#### EXERCISE PROMPT
From the entries below, pull out every line that contains the string "fortification". Matching is case-sensitive.

-- Start of SUPPLIED ENTRIES --

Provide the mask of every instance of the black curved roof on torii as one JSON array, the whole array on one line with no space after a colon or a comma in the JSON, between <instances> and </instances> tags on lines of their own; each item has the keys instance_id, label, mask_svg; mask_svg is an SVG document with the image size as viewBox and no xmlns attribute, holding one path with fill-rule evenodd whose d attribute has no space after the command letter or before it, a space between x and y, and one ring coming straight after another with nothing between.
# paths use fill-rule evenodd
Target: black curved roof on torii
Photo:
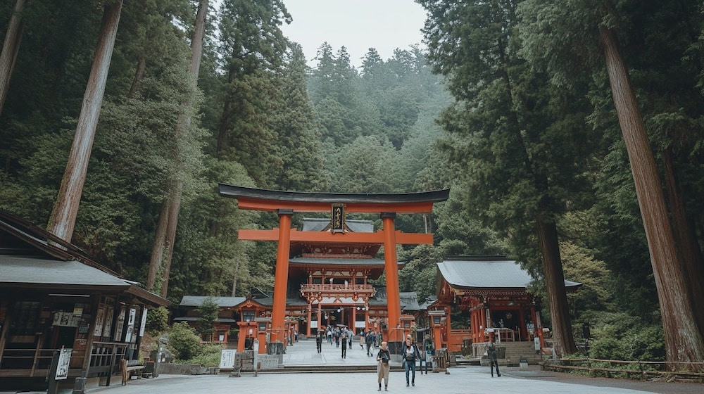
<instances>
[{"instance_id":1,"label":"black curved roof on torii","mask_svg":"<svg viewBox=\"0 0 704 394\"><path fill-rule=\"evenodd\" d=\"M416 193L308 193L284 191L268 189L257 189L218 184L220 196L237 198L246 197L261 200L296 201L301 203L439 203L450 196L450 189L434 190Z\"/></svg>"}]
</instances>

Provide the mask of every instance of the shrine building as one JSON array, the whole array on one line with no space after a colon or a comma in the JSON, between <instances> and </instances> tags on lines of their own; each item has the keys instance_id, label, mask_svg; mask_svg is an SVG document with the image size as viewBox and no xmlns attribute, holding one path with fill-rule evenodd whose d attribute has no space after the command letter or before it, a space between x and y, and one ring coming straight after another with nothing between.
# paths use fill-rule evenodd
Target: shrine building
<instances>
[{"instance_id":1,"label":"shrine building","mask_svg":"<svg viewBox=\"0 0 704 394\"><path fill-rule=\"evenodd\" d=\"M436 348L447 348L449 352L479 358L490 340L508 347L530 343L517 346L522 355L545 348L540 299L527 288L532 281L516 261L503 257L459 257L438 263L438 299L427 307ZM565 281L567 292L577 291L582 284ZM453 307L469 313L468 328L451 328Z\"/></svg>"},{"instance_id":2,"label":"shrine building","mask_svg":"<svg viewBox=\"0 0 704 394\"><path fill-rule=\"evenodd\" d=\"M237 198L239 209L275 212L279 221L278 228L238 234L241 240L278 243L270 305L248 297L235 307L241 319L238 349L244 348L248 337L258 336L263 347L263 342L285 343L295 331L315 335L330 325L353 327L357 333L379 329L385 339L395 341L410 332L415 317L402 314L398 269L403 263L396 260L396 246L432 244L433 237L396 231L394 218L398 213L432 213L434 203L447 200L448 189L303 193L220 184L220 193ZM325 212L329 218L306 218L298 230L291 227L294 212ZM383 229L375 231L370 221L348 220L348 213L379 215ZM384 260L375 258L382 246ZM376 288L369 281L382 274L386 274L386 287Z\"/></svg>"}]
</instances>

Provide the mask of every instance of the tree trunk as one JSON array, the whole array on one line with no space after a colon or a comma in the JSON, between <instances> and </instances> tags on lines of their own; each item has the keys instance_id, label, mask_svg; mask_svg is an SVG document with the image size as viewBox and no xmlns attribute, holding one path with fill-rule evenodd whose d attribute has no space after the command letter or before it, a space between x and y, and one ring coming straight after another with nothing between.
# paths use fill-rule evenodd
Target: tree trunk
<instances>
[{"instance_id":1,"label":"tree trunk","mask_svg":"<svg viewBox=\"0 0 704 394\"><path fill-rule=\"evenodd\" d=\"M553 342L555 355L574 353L577 351L574 336L570 320L570 306L565 290L565 274L560 257L558 230L553 222L538 217L536 220L538 241L543 256L543 270L550 300L550 316L553 321Z\"/></svg>"},{"instance_id":2,"label":"tree trunk","mask_svg":"<svg viewBox=\"0 0 704 394\"><path fill-rule=\"evenodd\" d=\"M137 70L134 71L134 77L132 78L132 85L130 87L130 91L127 92L127 98L132 99L137 94L137 89L139 87L139 82L144 77L146 72L146 58L142 56L139 59L139 63L137 65Z\"/></svg>"},{"instance_id":3,"label":"tree trunk","mask_svg":"<svg viewBox=\"0 0 704 394\"><path fill-rule=\"evenodd\" d=\"M161 296L166 298L169 290L169 275L171 273L171 258L173 256L174 240L176 239L176 227L178 224L178 214L181 210L181 192L183 191L183 183L177 182L173 189L173 197L168 201L169 207L166 234L163 243L164 269L161 272Z\"/></svg>"},{"instance_id":4,"label":"tree trunk","mask_svg":"<svg viewBox=\"0 0 704 394\"><path fill-rule=\"evenodd\" d=\"M201 0L196 14L196 26L193 38L191 40L191 64L189 73L194 80L198 80L198 74L201 68L201 58L203 56L203 38L206 31L206 16L208 15L208 0ZM188 108L193 105L193 97L188 97L184 106ZM190 117L180 116L176 124L175 139L180 140L190 127ZM175 153L178 160L178 152ZM177 169L177 171L179 170ZM157 227L156 235L154 237L154 244L152 247L151 259L149 261L149 274L153 273L154 278L158 272L158 268L163 263L163 270L161 277L161 296L166 298L168 293L169 277L171 272L171 260L173 256L174 243L176 240L176 229L178 227L178 215L181 210L181 194L183 192L183 182L177 180L180 177L174 174L168 181L167 191L168 196L161 205L159 212L159 226ZM163 227L162 227L163 224ZM163 231L163 232L162 232ZM147 279L149 283L149 278ZM152 285L153 284L152 281Z\"/></svg>"},{"instance_id":5,"label":"tree trunk","mask_svg":"<svg viewBox=\"0 0 704 394\"><path fill-rule=\"evenodd\" d=\"M66 170L49 222L49 231L68 242L71 241L73 235L78 205L83 193L83 184L88 170L88 160L93 148L100 108L103 103L105 84L122 7L122 0L111 1L105 6L95 58L88 86L83 95L81 113L78 117L76 135L73 138Z\"/></svg>"},{"instance_id":6,"label":"tree trunk","mask_svg":"<svg viewBox=\"0 0 704 394\"><path fill-rule=\"evenodd\" d=\"M10 89L10 78L12 76L12 70L15 68L17 53L20 51L20 43L22 42L25 23L20 15L24 9L25 0L17 0L10 23L7 26L2 52L0 52L0 115L2 115L2 110L5 107L7 91Z\"/></svg>"},{"instance_id":7,"label":"tree trunk","mask_svg":"<svg viewBox=\"0 0 704 394\"><path fill-rule=\"evenodd\" d=\"M679 181L674 168L672 148L665 149L664 158L665 181L667 186L667 201L672 217L675 242L680 254L680 261L685 273L685 279L691 288L693 300L698 300L697 305L704 301L704 260L701 250L697 243L693 225L690 222L685 208L684 199L679 187ZM700 333L704 336L704 313L695 313Z\"/></svg>"},{"instance_id":8,"label":"tree trunk","mask_svg":"<svg viewBox=\"0 0 704 394\"><path fill-rule=\"evenodd\" d=\"M159 267L161 267L161 260L164 253L164 239L166 238L166 226L169 218L168 211L170 206L166 199L161 202L159 222L156 225L156 234L154 236L154 243L151 248L151 258L149 259L149 268L146 274L146 289L149 291L154 291L156 276L158 274Z\"/></svg>"},{"instance_id":9,"label":"tree trunk","mask_svg":"<svg viewBox=\"0 0 704 394\"><path fill-rule=\"evenodd\" d=\"M616 39L604 27L599 27L599 33L658 287L665 357L672 362L701 362L704 337L696 317L700 311L694 310L701 300L691 298L683 265L679 260L655 158Z\"/></svg>"}]
</instances>

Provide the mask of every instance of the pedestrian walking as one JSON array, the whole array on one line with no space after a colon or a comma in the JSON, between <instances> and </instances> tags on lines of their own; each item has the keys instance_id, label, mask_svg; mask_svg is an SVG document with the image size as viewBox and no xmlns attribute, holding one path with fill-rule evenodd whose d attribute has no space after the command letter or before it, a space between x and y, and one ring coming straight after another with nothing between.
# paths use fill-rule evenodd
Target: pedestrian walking
<instances>
[{"instance_id":1,"label":"pedestrian walking","mask_svg":"<svg viewBox=\"0 0 704 394\"><path fill-rule=\"evenodd\" d=\"M318 335L315 336L315 347L318 348L318 352L322 352L322 331L318 331Z\"/></svg>"},{"instance_id":2,"label":"pedestrian walking","mask_svg":"<svg viewBox=\"0 0 704 394\"><path fill-rule=\"evenodd\" d=\"M367 355L371 356L372 341L374 341L374 338L372 336L372 329L369 329L369 331L367 331L365 338L367 340Z\"/></svg>"},{"instance_id":3,"label":"pedestrian walking","mask_svg":"<svg viewBox=\"0 0 704 394\"><path fill-rule=\"evenodd\" d=\"M406 337L403 349L403 369L406 369L406 386L408 387L408 372L412 371L410 384L415 386L415 360L420 358L420 350L413 343L410 335Z\"/></svg>"},{"instance_id":4,"label":"pedestrian walking","mask_svg":"<svg viewBox=\"0 0 704 394\"><path fill-rule=\"evenodd\" d=\"M341 335L340 341L342 342L342 358L347 358L347 331L343 331Z\"/></svg>"},{"instance_id":5,"label":"pedestrian walking","mask_svg":"<svg viewBox=\"0 0 704 394\"><path fill-rule=\"evenodd\" d=\"M494 368L496 367L496 376L501 377L501 372L498 371L498 360L496 360L496 348L494 346L494 341L489 341L489 348L486 349L486 355L489 356L489 364L491 368L491 377L494 377Z\"/></svg>"},{"instance_id":6,"label":"pedestrian walking","mask_svg":"<svg viewBox=\"0 0 704 394\"><path fill-rule=\"evenodd\" d=\"M386 343L382 342L382 347L377 354L377 361L379 365L377 367L377 381L379 383L379 390L382 390L382 380L384 380L384 390L389 391L389 360L391 358L391 353L386 348Z\"/></svg>"}]
</instances>

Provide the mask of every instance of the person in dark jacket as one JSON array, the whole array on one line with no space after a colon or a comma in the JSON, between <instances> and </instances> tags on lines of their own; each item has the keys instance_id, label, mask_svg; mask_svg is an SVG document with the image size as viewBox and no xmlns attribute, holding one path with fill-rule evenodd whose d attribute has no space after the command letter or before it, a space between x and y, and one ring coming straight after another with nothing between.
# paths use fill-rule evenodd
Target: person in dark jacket
<instances>
[{"instance_id":1,"label":"person in dark jacket","mask_svg":"<svg viewBox=\"0 0 704 394\"><path fill-rule=\"evenodd\" d=\"M420 358L420 350L413 343L410 335L406 337L406 342L401 348L403 350L403 368L406 369L406 386L408 387L408 371L413 371L410 384L415 386L415 360Z\"/></svg>"},{"instance_id":2,"label":"person in dark jacket","mask_svg":"<svg viewBox=\"0 0 704 394\"><path fill-rule=\"evenodd\" d=\"M364 338L367 341L367 355L371 356L372 341L374 340L374 338L372 337L372 329L369 329L369 331L367 331L367 335L365 336Z\"/></svg>"},{"instance_id":3,"label":"person in dark jacket","mask_svg":"<svg viewBox=\"0 0 704 394\"><path fill-rule=\"evenodd\" d=\"M318 352L322 352L322 336L325 333L323 331L318 331L318 335L315 336L315 347L318 348Z\"/></svg>"},{"instance_id":4,"label":"person in dark jacket","mask_svg":"<svg viewBox=\"0 0 704 394\"><path fill-rule=\"evenodd\" d=\"M501 377L501 372L498 371L498 360L496 360L496 348L494 345L494 342L489 341L489 348L486 349L486 355L489 356L489 364L491 368L491 377L494 377L494 367L496 367L496 376Z\"/></svg>"},{"instance_id":5,"label":"person in dark jacket","mask_svg":"<svg viewBox=\"0 0 704 394\"><path fill-rule=\"evenodd\" d=\"M340 336L340 341L342 343L342 358L347 358L347 330L342 330Z\"/></svg>"},{"instance_id":6,"label":"person in dark jacket","mask_svg":"<svg viewBox=\"0 0 704 394\"><path fill-rule=\"evenodd\" d=\"M386 348L386 343L382 342L382 347L377 353L377 381L379 382L379 391L382 390L382 379L384 379L384 390L389 391L389 360L391 358L391 352Z\"/></svg>"}]
</instances>

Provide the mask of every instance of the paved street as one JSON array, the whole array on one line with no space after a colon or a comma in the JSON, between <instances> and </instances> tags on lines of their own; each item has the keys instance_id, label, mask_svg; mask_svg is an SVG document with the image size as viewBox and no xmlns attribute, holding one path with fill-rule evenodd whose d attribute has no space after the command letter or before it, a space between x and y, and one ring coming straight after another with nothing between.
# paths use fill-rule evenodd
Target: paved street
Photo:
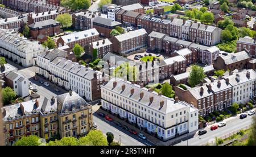
<instances>
[{"instance_id":1,"label":"paved street","mask_svg":"<svg viewBox=\"0 0 256 157\"><path fill-rule=\"evenodd\" d=\"M129 133L127 131L123 129L119 126L115 125L114 122L109 122L103 117L101 117L98 115L97 113L95 111L99 108L99 106L97 105L93 106L93 122L96 123L97 125L97 129L102 131L103 134L106 135L107 132L112 132L114 134L114 139L116 141L119 142L121 137L121 145L125 146L154 146L153 143L147 141L143 140L139 138L137 135L134 135ZM111 115L109 114L111 117ZM118 120L117 118L113 119L114 121ZM125 122L123 121L122 124L125 125ZM120 135L120 136L119 136Z\"/></svg>"},{"instance_id":2,"label":"paved street","mask_svg":"<svg viewBox=\"0 0 256 157\"><path fill-rule=\"evenodd\" d=\"M241 119L239 118L240 115L238 114L236 117L230 118L232 118L231 120L228 119L229 118L226 119L225 120L228 121L226 122L226 126L219 127L215 130L210 130L209 129L210 126L208 126L205 129L208 131L207 134L201 136L199 136L198 134L196 134L193 138L188 140L188 145L199 146L205 144L207 142L210 143L214 141L216 137L220 137L250 125L252 122L252 118L253 116L255 116L255 114L254 115L247 115L247 118ZM225 121L224 120L224 121ZM176 144L176 146L187 146L187 141L186 140Z\"/></svg>"}]
</instances>

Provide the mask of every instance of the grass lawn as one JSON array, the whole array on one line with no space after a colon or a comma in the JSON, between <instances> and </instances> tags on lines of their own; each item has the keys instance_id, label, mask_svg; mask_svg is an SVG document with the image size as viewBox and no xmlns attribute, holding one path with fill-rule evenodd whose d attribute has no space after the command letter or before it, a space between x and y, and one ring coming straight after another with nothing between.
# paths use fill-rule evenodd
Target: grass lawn
<instances>
[{"instance_id":1,"label":"grass lawn","mask_svg":"<svg viewBox=\"0 0 256 157\"><path fill-rule=\"evenodd\" d=\"M142 57L141 59L141 60L144 61L144 62L147 62L147 59L149 59L150 61L152 61L154 58L158 59L159 57L156 57L156 56L144 56L144 57Z\"/></svg>"}]
</instances>

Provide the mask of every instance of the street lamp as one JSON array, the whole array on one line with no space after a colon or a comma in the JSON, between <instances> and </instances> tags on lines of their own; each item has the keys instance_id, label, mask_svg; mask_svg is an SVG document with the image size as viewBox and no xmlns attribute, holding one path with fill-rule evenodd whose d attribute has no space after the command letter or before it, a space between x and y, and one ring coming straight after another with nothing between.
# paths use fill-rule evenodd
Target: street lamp
<instances>
[{"instance_id":1,"label":"street lamp","mask_svg":"<svg viewBox=\"0 0 256 157\"><path fill-rule=\"evenodd\" d=\"M121 146L121 135L119 135L119 141L120 146Z\"/></svg>"}]
</instances>

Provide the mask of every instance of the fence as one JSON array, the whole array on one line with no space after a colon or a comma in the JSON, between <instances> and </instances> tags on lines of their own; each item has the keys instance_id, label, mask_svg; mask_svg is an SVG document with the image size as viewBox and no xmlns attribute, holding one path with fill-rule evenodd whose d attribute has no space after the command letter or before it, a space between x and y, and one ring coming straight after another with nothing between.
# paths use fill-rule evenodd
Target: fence
<instances>
[{"instance_id":1,"label":"fence","mask_svg":"<svg viewBox=\"0 0 256 157\"><path fill-rule=\"evenodd\" d=\"M226 135L225 135L224 136L221 136L221 137L218 137L218 138L221 138L221 139L226 139L227 138L229 138L230 137L232 137L232 136L233 136L234 135L236 135L236 134L238 134L240 131L240 130L246 130L249 129L250 127L251 127L251 125L249 125L248 126L243 127L242 129L238 129L238 130L236 130L234 131L233 131L232 133L229 133L229 134L226 134ZM205 144L202 144L202 145L206 145L207 144L213 144L214 143L215 143L215 140L213 140L213 141L212 141L210 142L207 142L207 143L205 143Z\"/></svg>"}]
</instances>

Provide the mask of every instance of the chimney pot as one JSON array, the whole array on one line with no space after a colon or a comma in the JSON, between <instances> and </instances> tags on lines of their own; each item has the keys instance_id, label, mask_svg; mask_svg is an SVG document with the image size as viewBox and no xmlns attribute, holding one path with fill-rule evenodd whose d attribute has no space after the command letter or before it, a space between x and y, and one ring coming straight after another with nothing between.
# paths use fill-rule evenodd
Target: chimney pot
<instances>
[{"instance_id":1,"label":"chimney pot","mask_svg":"<svg viewBox=\"0 0 256 157\"><path fill-rule=\"evenodd\" d=\"M144 93L143 92L141 92L141 93L139 93L139 98L142 99L143 97Z\"/></svg>"}]
</instances>

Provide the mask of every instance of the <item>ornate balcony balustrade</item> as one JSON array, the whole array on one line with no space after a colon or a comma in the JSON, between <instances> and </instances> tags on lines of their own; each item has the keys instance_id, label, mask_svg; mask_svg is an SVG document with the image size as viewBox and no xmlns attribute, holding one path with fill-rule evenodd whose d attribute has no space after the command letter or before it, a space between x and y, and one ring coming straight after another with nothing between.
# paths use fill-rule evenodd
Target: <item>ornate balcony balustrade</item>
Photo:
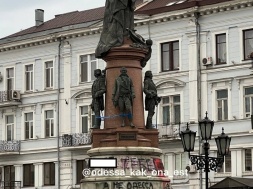
<instances>
[{"instance_id":1,"label":"ornate balcony balustrade","mask_svg":"<svg viewBox=\"0 0 253 189\"><path fill-rule=\"evenodd\" d=\"M62 136L62 147L80 146L91 144L90 133L74 133Z\"/></svg>"},{"instance_id":2,"label":"ornate balcony balustrade","mask_svg":"<svg viewBox=\"0 0 253 189\"><path fill-rule=\"evenodd\" d=\"M0 107L19 105L20 92L16 90L0 91Z\"/></svg>"},{"instance_id":3,"label":"ornate balcony balustrade","mask_svg":"<svg viewBox=\"0 0 253 189\"><path fill-rule=\"evenodd\" d=\"M1 181L0 189L20 189L21 181Z\"/></svg>"},{"instance_id":4,"label":"ornate balcony balustrade","mask_svg":"<svg viewBox=\"0 0 253 189\"><path fill-rule=\"evenodd\" d=\"M0 140L0 152L19 152L20 140Z\"/></svg>"},{"instance_id":5,"label":"ornate balcony balustrade","mask_svg":"<svg viewBox=\"0 0 253 189\"><path fill-rule=\"evenodd\" d=\"M179 128L180 127L180 128ZM158 124L157 129L159 131L159 138L165 139L165 138L175 138L179 137L180 129L184 129L185 126L180 126L180 124Z\"/></svg>"},{"instance_id":6,"label":"ornate balcony balustrade","mask_svg":"<svg viewBox=\"0 0 253 189\"><path fill-rule=\"evenodd\" d=\"M11 100L11 91L0 91L0 102L7 102Z\"/></svg>"}]
</instances>

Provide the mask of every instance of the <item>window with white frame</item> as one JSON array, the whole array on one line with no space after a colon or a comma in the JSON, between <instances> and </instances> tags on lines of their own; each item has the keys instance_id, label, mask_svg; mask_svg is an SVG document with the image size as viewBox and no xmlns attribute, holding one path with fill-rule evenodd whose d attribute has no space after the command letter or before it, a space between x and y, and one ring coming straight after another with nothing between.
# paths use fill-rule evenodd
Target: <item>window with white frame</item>
<instances>
[{"instance_id":1,"label":"window with white frame","mask_svg":"<svg viewBox=\"0 0 253 189\"><path fill-rule=\"evenodd\" d=\"M180 122L180 95L162 98L163 125L178 124Z\"/></svg>"},{"instance_id":2,"label":"window with white frame","mask_svg":"<svg viewBox=\"0 0 253 189\"><path fill-rule=\"evenodd\" d=\"M80 82L95 80L94 70L97 69L95 54L80 56Z\"/></svg>"},{"instance_id":3,"label":"window with white frame","mask_svg":"<svg viewBox=\"0 0 253 189\"><path fill-rule=\"evenodd\" d=\"M243 31L244 43L244 60L251 59L250 54L253 52L253 29Z\"/></svg>"},{"instance_id":4,"label":"window with white frame","mask_svg":"<svg viewBox=\"0 0 253 189\"><path fill-rule=\"evenodd\" d=\"M6 139L7 141L14 140L14 115L5 116L6 123Z\"/></svg>"},{"instance_id":5,"label":"window with white frame","mask_svg":"<svg viewBox=\"0 0 253 189\"><path fill-rule=\"evenodd\" d=\"M222 165L222 168L217 169L217 172L218 173L231 172L231 154L224 156L224 163Z\"/></svg>"},{"instance_id":6,"label":"window with white frame","mask_svg":"<svg viewBox=\"0 0 253 189\"><path fill-rule=\"evenodd\" d=\"M54 68L53 61L45 62L45 84L46 88L53 88L54 84Z\"/></svg>"},{"instance_id":7,"label":"window with white frame","mask_svg":"<svg viewBox=\"0 0 253 189\"><path fill-rule=\"evenodd\" d=\"M46 137L54 136L54 111L47 110L45 111L45 133Z\"/></svg>"},{"instance_id":8,"label":"window with white frame","mask_svg":"<svg viewBox=\"0 0 253 189\"><path fill-rule=\"evenodd\" d=\"M80 184L81 179L84 178L82 172L85 168L88 168L87 161L77 160L76 161L76 183Z\"/></svg>"},{"instance_id":9,"label":"window with white frame","mask_svg":"<svg viewBox=\"0 0 253 189\"><path fill-rule=\"evenodd\" d=\"M175 170L185 170L185 167L188 164L188 162L186 161L187 158L187 153L175 154Z\"/></svg>"},{"instance_id":10,"label":"window with white frame","mask_svg":"<svg viewBox=\"0 0 253 189\"><path fill-rule=\"evenodd\" d=\"M15 167L14 167L14 165L4 166L4 182L5 183L15 182ZM6 186L4 188L11 189Z\"/></svg>"},{"instance_id":11,"label":"window with white frame","mask_svg":"<svg viewBox=\"0 0 253 189\"><path fill-rule=\"evenodd\" d=\"M245 171L252 171L252 150L250 148L244 150Z\"/></svg>"},{"instance_id":12,"label":"window with white frame","mask_svg":"<svg viewBox=\"0 0 253 189\"><path fill-rule=\"evenodd\" d=\"M44 163L44 185L55 185L55 164L53 162Z\"/></svg>"},{"instance_id":13,"label":"window with white frame","mask_svg":"<svg viewBox=\"0 0 253 189\"><path fill-rule=\"evenodd\" d=\"M179 69L179 41L161 44L162 71Z\"/></svg>"},{"instance_id":14,"label":"window with white frame","mask_svg":"<svg viewBox=\"0 0 253 189\"><path fill-rule=\"evenodd\" d=\"M23 185L34 186L34 165L24 164L23 165Z\"/></svg>"},{"instance_id":15,"label":"window with white frame","mask_svg":"<svg viewBox=\"0 0 253 189\"><path fill-rule=\"evenodd\" d=\"M244 116L250 117L253 109L253 87L244 88Z\"/></svg>"},{"instance_id":16,"label":"window with white frame","mask_svg":"<svg viewBox=\"0 0 253 189\"><path fill-rule=\"evenodd\" d=\"M216 64L226 64L227 51L226 51L226 34L216 35Z\"/></svg>"},{"instance_id":17,"label":"window with white frame","mask_svg":"<svg viewBox=\"0 0 253 189\"><path fill-rule=\"evenodd\" d=\"M33 90L33 64L25 66L25 90Z\"/></svg>"},{"instance_id":18,"label":"window with white frame","mask_svg":"<svg viewBox=\"0 0 253 189\"><path fill-rule=\"evenodd\" d=\"M25 113L25 139L33 138L33 112Z\"/></svg>"},{"instance_id":19,"label":"window with white frame","mask_svg":"<svg viewBox=\"0 0 253 189\"><path fill-rule=\"evenodd\" d=\"M88 133L89 125L95 123L95 115L91 114L90 106L81 106L80 107L80 116L81 116L81 132Z\"/></svg>"},{"instance_id":20,"label":"window with white frame","mask_svg":"<svg viewBox=\"0 0 253 189\"><path fill-rule=\"evenodd\" d=\"M7 91L14 89L14 68L7 68L6 69L6 86Z\"/></svg>"},{"instance_id":21,"label":"window with white frame","mask_svg":"<svg viewBox=\"0 0 253 189\"><path fill-rule=\"evenodd\" d=\"M228 119L228 90L217 90L217 119L218 121Z\"/></svg>"}]
</instances>

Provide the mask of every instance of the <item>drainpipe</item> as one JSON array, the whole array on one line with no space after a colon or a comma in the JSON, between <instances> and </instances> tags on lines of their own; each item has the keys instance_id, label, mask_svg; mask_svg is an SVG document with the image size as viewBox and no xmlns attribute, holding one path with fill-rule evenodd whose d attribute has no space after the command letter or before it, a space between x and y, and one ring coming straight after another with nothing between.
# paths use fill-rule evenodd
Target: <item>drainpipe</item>
<instances>
[{"instance_id":1,"label":"drainpipe","mask_svg":"<svg viewBox=\"0 0 253 189\"><path fill-rule=\"evenodd\" d=\"M196 25L196 39L197 39L197 74L198 74L198 80L197 80L197 86L198 86L198 92L197 92L197 98L198 98L198 120L201 120L201 61L200 61L200 24L199 24L199 17L200 13L195 12L195 25ZM198 131L200 133L200 131ZM202 143L201 138L199 138L199 154L201 153ZM202 171L199 172L199 188L202 189Z\"/></svg>"},{"instance_id":2,"label":"drainpipe","mask_svg":"<svg viewBox=\"0 0 253 189\"><path fill-rule=\"evenodd\" d=\"M61 74L61 45L62 39L61 37L58 38L59 45L58 45L58 91L57 91L57 163L58 163L58 189L60 189L60 74Z\"/></svg>"}]
</instances>

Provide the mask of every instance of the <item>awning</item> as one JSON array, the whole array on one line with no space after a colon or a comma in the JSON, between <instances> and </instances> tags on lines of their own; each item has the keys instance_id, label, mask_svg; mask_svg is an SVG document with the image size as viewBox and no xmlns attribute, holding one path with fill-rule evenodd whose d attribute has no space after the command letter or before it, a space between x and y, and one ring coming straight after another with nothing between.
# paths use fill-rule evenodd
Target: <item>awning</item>
<instances>
[{"instance_id":1,"label":"awning","mask_svg":"<svg viewBox=\"0 0 253 189\"><path fill-rule=\"evenodd\" d=\"M227 177L217 184L210 187L210 189L253 189L253 178L241 177Z\"/></svg>"}]
</instances>

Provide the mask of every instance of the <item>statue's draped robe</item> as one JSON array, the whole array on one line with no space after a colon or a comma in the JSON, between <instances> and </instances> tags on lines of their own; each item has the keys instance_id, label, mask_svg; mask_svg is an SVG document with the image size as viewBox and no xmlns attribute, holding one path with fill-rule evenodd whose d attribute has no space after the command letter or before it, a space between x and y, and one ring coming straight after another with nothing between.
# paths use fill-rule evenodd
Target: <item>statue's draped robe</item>
<instances>
[{"instance_id":1,"label":"statue's draped robe","mask_svg":"<svg viewBox=\"0 0 253 189\"><path fill-rule=\"evenodd\" d=\"M102 58L112 47L123 44L127 28L134 29L135 0L106 0L103 31L95 55Z\"/></svg>"}]
</instances>

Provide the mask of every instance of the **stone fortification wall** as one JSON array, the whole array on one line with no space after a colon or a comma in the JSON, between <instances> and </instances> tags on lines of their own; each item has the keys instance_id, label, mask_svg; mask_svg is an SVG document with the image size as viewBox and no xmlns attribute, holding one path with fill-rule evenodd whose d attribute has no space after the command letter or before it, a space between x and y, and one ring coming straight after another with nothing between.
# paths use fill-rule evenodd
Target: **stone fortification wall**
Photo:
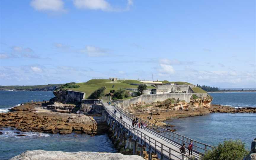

-- End of SUPPLIED ENTRIES --

#### SOLUTION TO THE EXERCISE
Provide the mask of every instance of the **stone fortification wall** as one JSON array, the whole array on one line with no space after a colon or a comma in the JSON, between <instances> and </instances> tags on lines of their own; each item has the keys instance_id, label, mask_svg; mask_svg is an SVG document with the image size as viewBox and no xmlns attribute, holding one path with fill-rule evenodd whose d attribute has no space after the command letter or before it, a space between x and y, and one ring coming straight after another with nothing between.
Target: **stone fortification wall**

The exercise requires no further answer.